[Records of labeled boxes]:

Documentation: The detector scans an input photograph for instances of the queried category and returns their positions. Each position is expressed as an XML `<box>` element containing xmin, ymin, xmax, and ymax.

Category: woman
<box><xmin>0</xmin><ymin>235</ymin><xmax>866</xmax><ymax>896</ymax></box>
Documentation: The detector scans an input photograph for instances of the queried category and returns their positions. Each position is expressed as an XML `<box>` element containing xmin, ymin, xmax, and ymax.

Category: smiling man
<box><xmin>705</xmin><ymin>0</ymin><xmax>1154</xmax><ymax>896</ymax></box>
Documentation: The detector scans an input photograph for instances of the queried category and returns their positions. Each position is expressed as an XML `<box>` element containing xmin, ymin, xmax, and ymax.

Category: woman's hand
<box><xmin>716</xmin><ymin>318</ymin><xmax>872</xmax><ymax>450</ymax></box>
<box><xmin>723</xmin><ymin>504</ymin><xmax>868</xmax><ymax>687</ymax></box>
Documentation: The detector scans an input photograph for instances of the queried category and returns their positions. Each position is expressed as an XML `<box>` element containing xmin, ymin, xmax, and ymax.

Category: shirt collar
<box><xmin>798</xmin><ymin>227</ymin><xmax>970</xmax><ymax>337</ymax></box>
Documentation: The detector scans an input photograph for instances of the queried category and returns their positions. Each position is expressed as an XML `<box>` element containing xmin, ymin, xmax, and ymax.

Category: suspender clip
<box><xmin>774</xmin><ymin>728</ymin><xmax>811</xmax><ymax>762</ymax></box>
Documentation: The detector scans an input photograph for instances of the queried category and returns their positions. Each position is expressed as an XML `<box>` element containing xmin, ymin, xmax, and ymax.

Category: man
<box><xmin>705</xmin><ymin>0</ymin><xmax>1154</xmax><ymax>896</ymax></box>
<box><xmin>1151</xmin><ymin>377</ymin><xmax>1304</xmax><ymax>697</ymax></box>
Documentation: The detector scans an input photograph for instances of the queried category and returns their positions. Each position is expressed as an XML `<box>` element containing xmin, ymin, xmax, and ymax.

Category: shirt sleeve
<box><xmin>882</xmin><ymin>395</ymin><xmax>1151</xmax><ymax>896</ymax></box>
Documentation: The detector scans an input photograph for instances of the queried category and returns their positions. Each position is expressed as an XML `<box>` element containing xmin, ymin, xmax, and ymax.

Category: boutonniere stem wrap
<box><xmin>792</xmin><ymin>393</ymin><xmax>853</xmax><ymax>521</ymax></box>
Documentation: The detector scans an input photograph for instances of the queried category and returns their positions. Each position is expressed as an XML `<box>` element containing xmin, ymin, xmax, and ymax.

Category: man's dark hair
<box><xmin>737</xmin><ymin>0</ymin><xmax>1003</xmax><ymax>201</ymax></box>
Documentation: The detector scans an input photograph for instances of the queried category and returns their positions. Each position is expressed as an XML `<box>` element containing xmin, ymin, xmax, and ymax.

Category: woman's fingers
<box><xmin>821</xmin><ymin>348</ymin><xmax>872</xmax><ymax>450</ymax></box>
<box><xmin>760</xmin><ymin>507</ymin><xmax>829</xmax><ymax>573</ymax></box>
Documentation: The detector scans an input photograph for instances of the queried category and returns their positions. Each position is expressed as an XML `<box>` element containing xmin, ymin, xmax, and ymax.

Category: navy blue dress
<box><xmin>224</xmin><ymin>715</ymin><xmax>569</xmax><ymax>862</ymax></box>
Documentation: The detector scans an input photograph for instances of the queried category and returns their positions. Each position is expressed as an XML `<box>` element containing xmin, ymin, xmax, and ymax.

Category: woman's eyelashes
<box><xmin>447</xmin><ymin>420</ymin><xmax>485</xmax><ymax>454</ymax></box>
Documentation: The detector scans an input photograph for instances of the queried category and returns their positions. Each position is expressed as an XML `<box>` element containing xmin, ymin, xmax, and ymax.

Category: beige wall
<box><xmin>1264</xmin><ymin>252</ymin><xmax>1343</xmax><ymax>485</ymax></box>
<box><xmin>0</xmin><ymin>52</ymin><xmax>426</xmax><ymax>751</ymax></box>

==

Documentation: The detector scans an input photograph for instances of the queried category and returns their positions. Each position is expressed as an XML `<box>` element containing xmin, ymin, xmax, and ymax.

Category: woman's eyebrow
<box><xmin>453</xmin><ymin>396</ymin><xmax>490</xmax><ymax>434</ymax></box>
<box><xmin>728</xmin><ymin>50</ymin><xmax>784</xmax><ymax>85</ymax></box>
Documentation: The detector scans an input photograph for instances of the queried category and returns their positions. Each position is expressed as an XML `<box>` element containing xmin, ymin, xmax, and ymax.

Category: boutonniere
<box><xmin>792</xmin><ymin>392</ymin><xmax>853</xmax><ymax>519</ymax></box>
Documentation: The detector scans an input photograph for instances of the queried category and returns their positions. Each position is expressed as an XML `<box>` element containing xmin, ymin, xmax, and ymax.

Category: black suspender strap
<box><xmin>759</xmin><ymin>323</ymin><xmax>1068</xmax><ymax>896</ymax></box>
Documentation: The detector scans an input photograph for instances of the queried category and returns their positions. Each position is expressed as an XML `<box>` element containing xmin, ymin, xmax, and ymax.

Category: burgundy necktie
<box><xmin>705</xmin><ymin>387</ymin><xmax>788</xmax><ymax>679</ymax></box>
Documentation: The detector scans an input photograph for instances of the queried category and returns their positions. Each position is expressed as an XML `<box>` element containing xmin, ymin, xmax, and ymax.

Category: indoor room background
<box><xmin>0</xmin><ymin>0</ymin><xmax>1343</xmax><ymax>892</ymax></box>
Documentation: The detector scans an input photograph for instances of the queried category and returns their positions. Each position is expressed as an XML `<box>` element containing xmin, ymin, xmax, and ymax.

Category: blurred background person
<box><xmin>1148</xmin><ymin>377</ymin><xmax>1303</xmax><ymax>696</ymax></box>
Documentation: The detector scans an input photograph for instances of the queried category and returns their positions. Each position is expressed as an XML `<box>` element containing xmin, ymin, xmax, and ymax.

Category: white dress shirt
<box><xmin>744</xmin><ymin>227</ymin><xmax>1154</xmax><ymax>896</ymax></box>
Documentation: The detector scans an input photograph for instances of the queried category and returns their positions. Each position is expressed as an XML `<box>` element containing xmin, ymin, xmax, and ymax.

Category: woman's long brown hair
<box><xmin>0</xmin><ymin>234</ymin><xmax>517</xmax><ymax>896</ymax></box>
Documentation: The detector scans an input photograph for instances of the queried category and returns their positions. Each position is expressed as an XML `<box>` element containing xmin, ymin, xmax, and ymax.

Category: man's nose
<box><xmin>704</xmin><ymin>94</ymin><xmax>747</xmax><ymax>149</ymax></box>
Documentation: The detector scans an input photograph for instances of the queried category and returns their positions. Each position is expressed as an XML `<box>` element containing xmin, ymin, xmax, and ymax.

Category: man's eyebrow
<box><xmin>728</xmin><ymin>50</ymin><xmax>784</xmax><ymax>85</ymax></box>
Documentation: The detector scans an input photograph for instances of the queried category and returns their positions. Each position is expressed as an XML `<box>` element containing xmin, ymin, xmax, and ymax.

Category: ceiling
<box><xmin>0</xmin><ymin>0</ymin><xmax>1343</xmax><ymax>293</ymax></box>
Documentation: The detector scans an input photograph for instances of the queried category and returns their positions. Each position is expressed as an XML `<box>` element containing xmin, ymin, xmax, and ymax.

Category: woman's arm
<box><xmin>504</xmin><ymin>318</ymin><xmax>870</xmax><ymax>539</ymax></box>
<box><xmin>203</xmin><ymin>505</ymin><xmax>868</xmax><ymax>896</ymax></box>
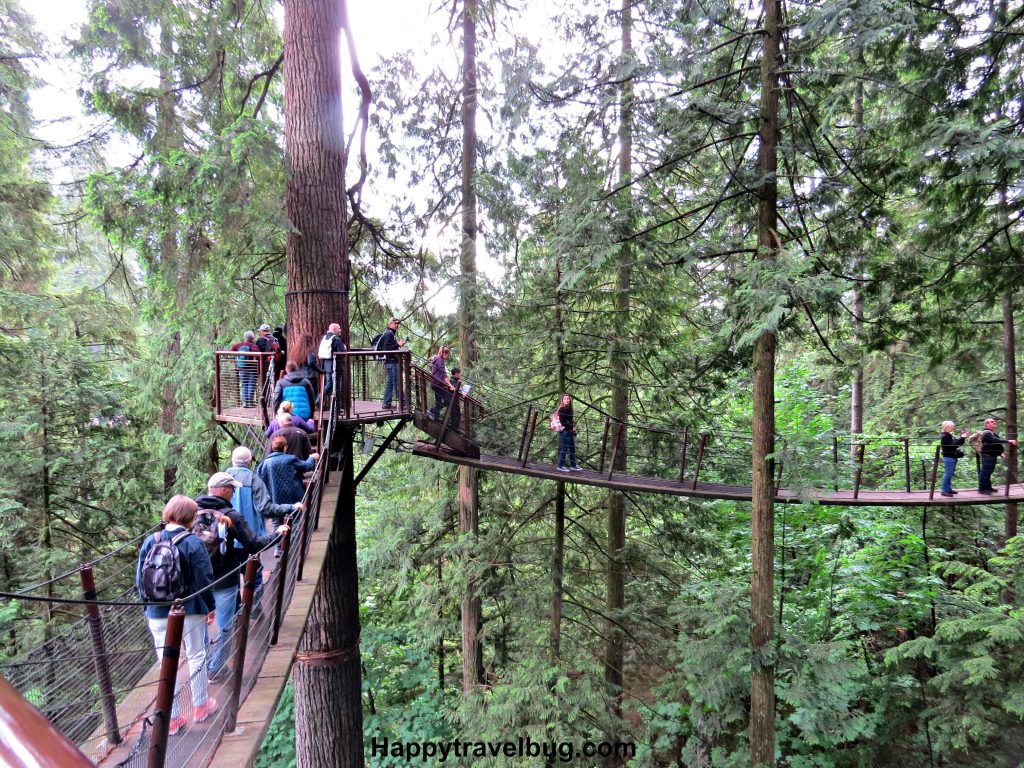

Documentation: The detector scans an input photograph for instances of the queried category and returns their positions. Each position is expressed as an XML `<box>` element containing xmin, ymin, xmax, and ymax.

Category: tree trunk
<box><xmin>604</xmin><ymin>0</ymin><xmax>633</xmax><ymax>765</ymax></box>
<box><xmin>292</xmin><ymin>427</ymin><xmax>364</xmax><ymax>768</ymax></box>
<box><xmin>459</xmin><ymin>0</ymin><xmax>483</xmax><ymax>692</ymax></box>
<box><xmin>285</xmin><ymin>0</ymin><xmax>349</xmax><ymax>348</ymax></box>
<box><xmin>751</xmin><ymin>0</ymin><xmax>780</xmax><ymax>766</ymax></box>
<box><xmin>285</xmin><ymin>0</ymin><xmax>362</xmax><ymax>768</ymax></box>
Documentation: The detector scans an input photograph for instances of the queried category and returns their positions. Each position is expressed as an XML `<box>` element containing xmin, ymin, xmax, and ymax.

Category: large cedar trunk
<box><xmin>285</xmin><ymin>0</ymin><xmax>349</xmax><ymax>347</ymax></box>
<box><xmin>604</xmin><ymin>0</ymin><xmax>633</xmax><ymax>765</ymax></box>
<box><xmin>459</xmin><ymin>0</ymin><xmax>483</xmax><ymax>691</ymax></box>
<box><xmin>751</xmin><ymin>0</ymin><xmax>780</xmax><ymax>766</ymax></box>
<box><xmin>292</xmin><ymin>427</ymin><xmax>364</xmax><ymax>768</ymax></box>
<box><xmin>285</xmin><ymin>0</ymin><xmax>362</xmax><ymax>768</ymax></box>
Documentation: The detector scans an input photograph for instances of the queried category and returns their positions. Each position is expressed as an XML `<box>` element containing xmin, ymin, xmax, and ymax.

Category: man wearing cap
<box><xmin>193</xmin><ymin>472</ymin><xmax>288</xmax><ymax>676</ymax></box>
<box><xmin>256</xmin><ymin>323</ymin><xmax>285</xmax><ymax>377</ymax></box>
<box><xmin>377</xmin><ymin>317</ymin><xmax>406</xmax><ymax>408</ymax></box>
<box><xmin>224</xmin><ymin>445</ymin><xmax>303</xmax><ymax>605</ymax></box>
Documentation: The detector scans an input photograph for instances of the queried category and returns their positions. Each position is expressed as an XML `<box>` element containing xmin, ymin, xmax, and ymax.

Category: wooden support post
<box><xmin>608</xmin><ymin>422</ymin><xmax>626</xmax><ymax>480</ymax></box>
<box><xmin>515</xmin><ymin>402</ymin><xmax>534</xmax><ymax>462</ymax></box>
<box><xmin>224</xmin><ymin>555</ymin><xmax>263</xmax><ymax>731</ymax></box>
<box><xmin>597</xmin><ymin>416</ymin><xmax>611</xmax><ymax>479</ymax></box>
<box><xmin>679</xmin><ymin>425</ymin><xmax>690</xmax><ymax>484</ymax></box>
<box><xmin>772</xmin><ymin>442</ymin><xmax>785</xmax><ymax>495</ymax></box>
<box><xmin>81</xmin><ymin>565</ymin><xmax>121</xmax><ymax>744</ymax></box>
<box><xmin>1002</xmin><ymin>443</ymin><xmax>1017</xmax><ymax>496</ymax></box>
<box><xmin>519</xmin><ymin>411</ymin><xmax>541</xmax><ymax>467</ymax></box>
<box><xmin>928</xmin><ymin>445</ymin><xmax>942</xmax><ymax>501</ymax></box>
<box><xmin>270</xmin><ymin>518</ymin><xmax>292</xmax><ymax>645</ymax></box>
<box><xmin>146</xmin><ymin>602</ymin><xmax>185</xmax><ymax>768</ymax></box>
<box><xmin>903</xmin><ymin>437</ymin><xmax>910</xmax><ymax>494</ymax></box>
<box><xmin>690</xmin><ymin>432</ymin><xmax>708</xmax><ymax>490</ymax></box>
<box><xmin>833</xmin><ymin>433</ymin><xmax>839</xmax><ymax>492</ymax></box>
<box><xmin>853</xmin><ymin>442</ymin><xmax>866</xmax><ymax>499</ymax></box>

[WHAT THIS TASK INVOLVES]:
Identify every line in the records above that contains the string "shirt" and copy each such line. Matching is case-sensitive.

[IN RESPONSE]:
Category: shirt collar
Category: shirt sleeve
Category: white dress shirt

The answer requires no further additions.